● Extracted entries
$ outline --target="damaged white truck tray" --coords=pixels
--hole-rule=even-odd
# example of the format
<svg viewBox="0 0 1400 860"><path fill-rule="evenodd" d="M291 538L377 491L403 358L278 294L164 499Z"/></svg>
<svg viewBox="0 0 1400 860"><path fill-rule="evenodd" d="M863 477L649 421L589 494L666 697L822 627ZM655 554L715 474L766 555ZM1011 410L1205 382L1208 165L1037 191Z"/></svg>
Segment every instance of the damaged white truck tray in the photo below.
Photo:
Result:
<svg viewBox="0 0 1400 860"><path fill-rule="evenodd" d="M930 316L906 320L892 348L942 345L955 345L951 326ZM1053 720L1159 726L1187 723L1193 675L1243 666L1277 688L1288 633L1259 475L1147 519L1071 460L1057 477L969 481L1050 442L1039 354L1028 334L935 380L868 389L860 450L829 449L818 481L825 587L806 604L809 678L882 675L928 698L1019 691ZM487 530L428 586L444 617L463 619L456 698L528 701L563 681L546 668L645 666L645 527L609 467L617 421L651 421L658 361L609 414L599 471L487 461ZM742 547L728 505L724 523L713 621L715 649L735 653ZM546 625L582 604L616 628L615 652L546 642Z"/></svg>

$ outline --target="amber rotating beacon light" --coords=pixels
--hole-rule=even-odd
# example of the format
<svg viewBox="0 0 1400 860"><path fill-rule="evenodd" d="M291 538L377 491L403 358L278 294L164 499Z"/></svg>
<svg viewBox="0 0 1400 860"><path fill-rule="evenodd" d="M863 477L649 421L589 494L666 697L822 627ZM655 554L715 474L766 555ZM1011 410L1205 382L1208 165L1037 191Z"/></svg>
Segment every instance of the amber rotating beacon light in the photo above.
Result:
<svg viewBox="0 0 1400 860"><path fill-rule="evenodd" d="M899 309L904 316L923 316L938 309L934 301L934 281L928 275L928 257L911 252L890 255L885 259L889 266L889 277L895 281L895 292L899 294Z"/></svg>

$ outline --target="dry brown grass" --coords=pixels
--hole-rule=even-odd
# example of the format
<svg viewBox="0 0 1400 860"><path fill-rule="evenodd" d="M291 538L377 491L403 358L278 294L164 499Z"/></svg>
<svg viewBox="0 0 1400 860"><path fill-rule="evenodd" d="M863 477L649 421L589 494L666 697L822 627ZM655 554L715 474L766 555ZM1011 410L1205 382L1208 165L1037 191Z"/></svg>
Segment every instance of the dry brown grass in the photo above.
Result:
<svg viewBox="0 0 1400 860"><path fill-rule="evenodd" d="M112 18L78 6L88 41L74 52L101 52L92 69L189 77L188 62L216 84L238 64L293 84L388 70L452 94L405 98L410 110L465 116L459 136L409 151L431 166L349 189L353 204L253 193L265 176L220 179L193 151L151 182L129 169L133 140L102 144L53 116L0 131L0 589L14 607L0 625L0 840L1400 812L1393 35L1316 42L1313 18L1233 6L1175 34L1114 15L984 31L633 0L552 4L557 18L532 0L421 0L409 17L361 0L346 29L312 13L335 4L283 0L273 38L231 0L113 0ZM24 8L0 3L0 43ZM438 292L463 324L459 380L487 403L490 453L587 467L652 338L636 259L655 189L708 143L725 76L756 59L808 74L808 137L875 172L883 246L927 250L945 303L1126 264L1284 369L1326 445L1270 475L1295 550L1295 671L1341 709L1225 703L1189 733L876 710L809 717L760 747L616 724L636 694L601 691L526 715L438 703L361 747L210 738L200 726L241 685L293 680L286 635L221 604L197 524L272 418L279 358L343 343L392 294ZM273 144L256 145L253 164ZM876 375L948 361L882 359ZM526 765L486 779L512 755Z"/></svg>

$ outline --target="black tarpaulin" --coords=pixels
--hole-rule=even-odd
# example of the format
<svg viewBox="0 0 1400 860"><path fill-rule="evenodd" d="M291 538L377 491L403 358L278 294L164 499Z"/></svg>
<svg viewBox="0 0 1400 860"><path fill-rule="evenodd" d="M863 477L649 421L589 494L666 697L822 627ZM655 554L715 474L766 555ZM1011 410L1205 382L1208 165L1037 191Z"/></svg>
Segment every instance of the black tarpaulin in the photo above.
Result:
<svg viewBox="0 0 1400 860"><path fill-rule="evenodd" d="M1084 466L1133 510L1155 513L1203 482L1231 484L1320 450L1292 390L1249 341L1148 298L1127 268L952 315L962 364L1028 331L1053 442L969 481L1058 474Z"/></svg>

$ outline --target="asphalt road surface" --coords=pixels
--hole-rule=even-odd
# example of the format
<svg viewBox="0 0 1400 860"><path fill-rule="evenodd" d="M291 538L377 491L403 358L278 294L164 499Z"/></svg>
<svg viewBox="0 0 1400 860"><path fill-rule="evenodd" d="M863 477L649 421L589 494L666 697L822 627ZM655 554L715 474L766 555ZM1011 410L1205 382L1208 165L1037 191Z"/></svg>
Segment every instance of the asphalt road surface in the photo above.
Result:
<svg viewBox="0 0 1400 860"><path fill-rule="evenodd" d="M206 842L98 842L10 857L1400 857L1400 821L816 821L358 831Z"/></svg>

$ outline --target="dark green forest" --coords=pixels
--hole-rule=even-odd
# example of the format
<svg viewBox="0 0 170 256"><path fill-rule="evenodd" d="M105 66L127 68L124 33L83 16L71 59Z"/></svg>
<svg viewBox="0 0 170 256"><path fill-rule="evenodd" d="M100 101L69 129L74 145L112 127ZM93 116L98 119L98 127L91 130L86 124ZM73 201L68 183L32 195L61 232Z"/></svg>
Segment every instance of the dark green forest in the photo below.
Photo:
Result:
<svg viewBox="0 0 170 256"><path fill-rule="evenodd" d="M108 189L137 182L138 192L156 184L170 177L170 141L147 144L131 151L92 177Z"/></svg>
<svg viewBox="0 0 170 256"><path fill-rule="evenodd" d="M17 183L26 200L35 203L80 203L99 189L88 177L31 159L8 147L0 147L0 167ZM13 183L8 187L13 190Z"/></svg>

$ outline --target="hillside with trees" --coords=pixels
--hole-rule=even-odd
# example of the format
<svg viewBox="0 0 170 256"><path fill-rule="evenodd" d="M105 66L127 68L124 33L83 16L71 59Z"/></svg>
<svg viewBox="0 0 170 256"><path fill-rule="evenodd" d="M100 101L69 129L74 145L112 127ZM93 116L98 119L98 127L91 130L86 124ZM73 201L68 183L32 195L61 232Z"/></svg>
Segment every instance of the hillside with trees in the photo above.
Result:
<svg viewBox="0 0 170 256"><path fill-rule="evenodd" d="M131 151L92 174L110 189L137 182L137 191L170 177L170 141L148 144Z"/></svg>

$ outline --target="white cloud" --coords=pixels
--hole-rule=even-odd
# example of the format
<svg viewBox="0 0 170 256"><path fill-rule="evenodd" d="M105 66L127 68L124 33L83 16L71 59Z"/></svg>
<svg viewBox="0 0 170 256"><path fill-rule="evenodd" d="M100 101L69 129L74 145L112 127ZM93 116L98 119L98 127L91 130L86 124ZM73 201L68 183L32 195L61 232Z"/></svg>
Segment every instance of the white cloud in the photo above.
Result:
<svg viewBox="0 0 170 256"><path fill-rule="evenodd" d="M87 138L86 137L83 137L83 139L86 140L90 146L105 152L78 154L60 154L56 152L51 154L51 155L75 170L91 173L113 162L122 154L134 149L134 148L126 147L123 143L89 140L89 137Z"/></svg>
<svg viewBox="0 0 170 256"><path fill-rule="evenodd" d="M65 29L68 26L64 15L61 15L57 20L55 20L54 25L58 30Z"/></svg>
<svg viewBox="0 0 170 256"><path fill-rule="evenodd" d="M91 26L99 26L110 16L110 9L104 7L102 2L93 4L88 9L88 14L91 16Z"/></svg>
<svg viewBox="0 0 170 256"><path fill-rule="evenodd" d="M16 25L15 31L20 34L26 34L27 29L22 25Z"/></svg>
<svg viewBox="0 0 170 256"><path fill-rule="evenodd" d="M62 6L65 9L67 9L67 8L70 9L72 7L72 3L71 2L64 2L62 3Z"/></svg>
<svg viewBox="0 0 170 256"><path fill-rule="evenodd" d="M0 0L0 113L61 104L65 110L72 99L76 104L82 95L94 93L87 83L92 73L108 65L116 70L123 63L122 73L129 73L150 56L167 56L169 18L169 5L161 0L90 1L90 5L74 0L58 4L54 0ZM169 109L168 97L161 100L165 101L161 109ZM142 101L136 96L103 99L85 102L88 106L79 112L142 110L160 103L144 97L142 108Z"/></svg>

● Problem to work on
Copy the rows exactly as they appear, from the very first line through the line that contains "309L904 316L923 316L938", including both of those lines.

● The solution
$ outline --target="damaged white truck tray" --coords=pixels
--hole-rule=even-odd
# example of the format
<svg viewBox="0 0 1400 860"><path fill-rule="evenodd" d="M291 538L377 491L403 358L278 294L164 499Z"/></svg>
<svg viewBox="0 0 1400 860"><path fill-rule="evenodd" d="M863 477L649 421L589 494L666 697L822 627ZM655 554L715 474L766 555ZM1011 410L1205 382L1208 165L1037 191Z"/></svg>
Segment every instance of the damaged white truck tray in the photo below.
Photo:
Result:
<svg viewBox="0 0 1400 860"><path fill-rule="evenodd" d="M930 316L906 320L892 348L942 345L955 345L951 326ZM1053 720L1159 726L1187 723L1193 675L1243 666L1277 688L1288 633L1259 475L1147 519L1071 460L1057 477L969 481L1050 442L1039 354L1028 334L935 380L868 389L860 450L829 449L818 481L825 587L806 604L809 678L882 675L928 698L1019 691ZM487 530L428 586L444 617L463 619L456 698L528 701L563 681L546 668L645 666L645 527L609 467L617 421L651 421L658 361L609 414L599 471L487 461ZM742 547L728 505L724 523L713 621L715 649L735 653ZM546 625L582 604L616 628L615 652L546 642Z"/></svg>

$ outline --target="amber rotating beacon light" --coords=pixels
--hole-rule=even-odd
# example of the format
<svg viewBox="0 0 1400 860"><path fill-rule="evenodd" d="M291 538L377 491L403 358L278 294L164 499Z"/></svg>
<svg viewBox="0 0 1400 860"><path fill-rule="evenodd" d="M863 477L649 421L589 494L666 697L822 627ZM655 554L715 474L766 555ZM1011 410L1205 382L1208 165L1037 191Z"/></svg>
Segment every instance of the amber rotating beacon light in the photo above.
Result:
<svg viewBox="0 0 1400 860"><path fill-rule="evenodd" d="M899 309L904 316L923 316L938 309L934 301L934 281L928 275L928 257L911 252L890 255L885 259L889 266L889 277L895 281L895 292L899 294Z"/></svg>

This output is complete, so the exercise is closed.